▸ Source material
•••••

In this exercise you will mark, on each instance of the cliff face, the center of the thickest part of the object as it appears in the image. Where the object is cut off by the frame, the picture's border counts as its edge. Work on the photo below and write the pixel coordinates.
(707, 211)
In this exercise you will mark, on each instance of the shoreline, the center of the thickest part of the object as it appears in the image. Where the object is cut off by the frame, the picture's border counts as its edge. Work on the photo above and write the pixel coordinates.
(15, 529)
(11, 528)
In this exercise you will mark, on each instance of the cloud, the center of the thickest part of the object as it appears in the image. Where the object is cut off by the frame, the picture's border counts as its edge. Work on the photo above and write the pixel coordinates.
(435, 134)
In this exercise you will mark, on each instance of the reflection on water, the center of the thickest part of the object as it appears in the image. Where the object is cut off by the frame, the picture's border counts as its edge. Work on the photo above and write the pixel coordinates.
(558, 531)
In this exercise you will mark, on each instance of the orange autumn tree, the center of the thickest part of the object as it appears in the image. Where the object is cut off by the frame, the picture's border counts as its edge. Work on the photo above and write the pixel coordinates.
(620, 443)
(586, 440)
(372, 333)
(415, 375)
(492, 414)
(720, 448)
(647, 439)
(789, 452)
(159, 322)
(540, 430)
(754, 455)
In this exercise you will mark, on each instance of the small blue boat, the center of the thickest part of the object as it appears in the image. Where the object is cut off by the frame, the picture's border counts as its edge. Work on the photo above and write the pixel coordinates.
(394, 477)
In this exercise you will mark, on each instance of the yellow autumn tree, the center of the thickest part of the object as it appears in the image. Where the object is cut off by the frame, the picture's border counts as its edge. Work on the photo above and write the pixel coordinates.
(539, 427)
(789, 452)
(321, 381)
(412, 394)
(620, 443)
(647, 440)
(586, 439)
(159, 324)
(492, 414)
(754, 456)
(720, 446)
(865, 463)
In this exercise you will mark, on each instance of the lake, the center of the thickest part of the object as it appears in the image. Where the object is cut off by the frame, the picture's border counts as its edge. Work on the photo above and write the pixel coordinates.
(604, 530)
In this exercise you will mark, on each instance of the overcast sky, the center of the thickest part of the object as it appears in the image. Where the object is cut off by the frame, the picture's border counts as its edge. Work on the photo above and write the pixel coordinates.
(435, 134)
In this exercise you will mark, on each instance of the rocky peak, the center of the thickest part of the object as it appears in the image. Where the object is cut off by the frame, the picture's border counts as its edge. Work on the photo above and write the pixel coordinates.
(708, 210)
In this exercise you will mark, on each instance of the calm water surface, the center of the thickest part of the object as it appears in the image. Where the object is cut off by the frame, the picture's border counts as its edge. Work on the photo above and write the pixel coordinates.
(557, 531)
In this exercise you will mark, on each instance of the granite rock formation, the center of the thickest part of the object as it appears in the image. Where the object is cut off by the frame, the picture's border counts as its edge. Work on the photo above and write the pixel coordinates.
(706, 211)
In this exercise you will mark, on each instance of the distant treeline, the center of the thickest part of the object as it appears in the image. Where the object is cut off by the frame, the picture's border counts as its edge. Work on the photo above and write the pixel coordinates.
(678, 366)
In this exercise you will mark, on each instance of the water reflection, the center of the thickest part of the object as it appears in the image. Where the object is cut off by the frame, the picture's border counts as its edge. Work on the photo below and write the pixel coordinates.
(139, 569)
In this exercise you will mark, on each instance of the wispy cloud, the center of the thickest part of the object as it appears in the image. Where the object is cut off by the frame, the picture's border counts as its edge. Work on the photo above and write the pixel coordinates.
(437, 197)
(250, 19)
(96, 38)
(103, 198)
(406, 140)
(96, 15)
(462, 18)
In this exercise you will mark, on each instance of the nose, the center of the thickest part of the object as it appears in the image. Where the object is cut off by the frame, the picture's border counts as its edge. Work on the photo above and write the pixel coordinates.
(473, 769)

•••••

▸ Your task
Output all of the data above as a Markdown table with the columns Row and Line, giving each non-blank line its own row number and omitting blank lines.

▸ Output of the exercise
| Row | Line |
|---|---|
| 1 | In this exercise you will mark, on each instance of the cliff face, the center of the thickest part of the object as it appears in the image. Where the object is cut off by the frame, the picture's border counts as its edge. Work on the photo below and write the pixel coordinates. |
| 2 | (707, 211) |
| 3 | In this exercise you will mark, on each instance of the shoreline, the center of the thickest part of the object as it appears in the image. Where the object is cut off by the frame, the picture's border counts as its edge. Work on the photo above and write the pixel coordinates. |
| 4 | (15, 529) |
| 5 | (11, 528) |
| 6 | In this exercise you will mark, on each instance of the cloud, the center of the thickest part of the object as it appears in the image. Where the object is cut off by the frame, the picture's border counts as its edge. Work on the photo above and write the pixel coordinates. |
| 7 | (435, 134) |
| 8 | In this exercise you will mark, on each instance of the reflection on water, the center of the thickest part of the object as it appears in the image. Where the object is cut off by the frame, the picture's border counts as its edge. Work on the photo above and write the pixel coordinates. |
| 9 | (558, 531) |
| 10 | In this exercise you will mark, on each instance of the orange autumn tree, the center of the thickest part of the object as it appears in the image. Where the object is cut off by the frame, the picture's border counts as its edge. Work on the photo above and write the pixel coordinates. |
| 11 | (620, 443) |
| 12 | (586, 440) |
| 13 | (372, 333) |
| 14 | (415, 375) |
| 15 | (492, 414) |
| 16 | (720, 448) |
| 17 | (647, 439) |
| 18 | (789, 452) |
| 19 | (159, 322) |
| 20 | (540, 430) |
| 21 | (754, 455) |
| 22 | In this exercise you will mark, on each instance of the small blue boat, the center of the thickest part of the object as it appears in the image. Where the object is cut off by the frame, the picture's border counts as its edge. Work on the photo above and write the pixel coordinates. |
| 23 | (394, 477) |
| 24 | In this exercise you will mark, on each instance of the yellow autumn tree, the center of the thickest part of the object as it appears in the image. Where the object is cut off by the frame, the picture's border counts as its edge. Work on the photo above and write the pixel coordinates. |
| 25 | (539, 427) |
| 26 | (789, 452) |
| 27 | (321, 381) |
| 28 | (412, 394) |
| 29 | (620, 443) |
| 30 | (647, 440) |
| 31 | (586, 439) |
| 32 | (159, 324) |
| 33 | (492, 414) |
| 34 | (754, 456) |
| 35 | (720, 446) |
| 36 | (865, 463) |
| 37 | In this exercise you will mark, on each instance of the lake, the center of the thickest part of the object as it appears in the image. Where the object is cut off by the frame, the picture's border counts as its edge. Work on the photo above and write the pixel coordinates. |
| 38 | (604, 530) |
| 39 | In this exercise you will mark, on each instance of the overcast sky, the center of the thickest part of the object as it appears in the image. Where the object is cut off by the frame, the picture's border counts as its edge. Work on the photo above and write the pixel coordinates. |
| 40 | (435, 134) |
| 41 | In this exercise you will mark, on each instance of the rocky peak, the center of the thickest part of the object as it appears in the image. Where the object is cut off by the frame, the picture's border counts as its edge. Work on the photo above and write the pixel coordinates. |
| 42 | (708, 210) |
| 43 | In this exercise you will mark, on each instance of the calm water surface, the center of the thickest part of the object as it appears in the image. Where the object is cut off by the frame, the picture's border counts as its edge. Work on the photo above and write the pixel coordinates. |
| 44 | (557, 531) |
| 45 | In this exercise you will mark, on each instance of the granite rock formation, the center of the thickest part of the object as it appears in the image. Where the object is cut off by the frame, the picture's border counts as its edge. Work on the photo above and write the pixel coordinates. |
| 46 | (706, 211) |
| 47 | In this exercise you will mark, on each instance of the distant treeline, the center of the thickest part of the object as it appears in the image. Where the object is cut off by the frame, the picture's border counts as its edge. Work on the photo above and write the pixel coordinates. |
| 48 | (678, 366) |
| 49 | In this exercise you will mark, on each instance of the water reflection, the center of the thickest part of the object as it appears in the image. Where the object is cut off by the frame, the picture's border counts as its edge. Work on the photo below and write the pixel coordinates. |
| 50 | (139, 569) |
| 51 | In this exercise you will mark, on each instance of the wispy cloud, the center of the thickest part of the object as it appears in the image. Where the object is cut off by the frame, the picture's border counts as its edge. Work on the photo above and write the pixel coordinates. |
| 52 | (437, 197) |
| 53 | (250, 19) |
| 54 | (96, 38) |
| 55 | (103, 198) |
| 56 | (406, 140) |
| 57 | (96, 15) |
| 58 | (462, 18) |
| 59 | In this exercise you will mark, on each instance of the nose, the center of the thickest part of the object as it appears in the image. Where the object is cut off by the frame, the picture's border counts as its edge. Work on the photo above and write the pixel coordinates. |
| 60 | (473, 769) |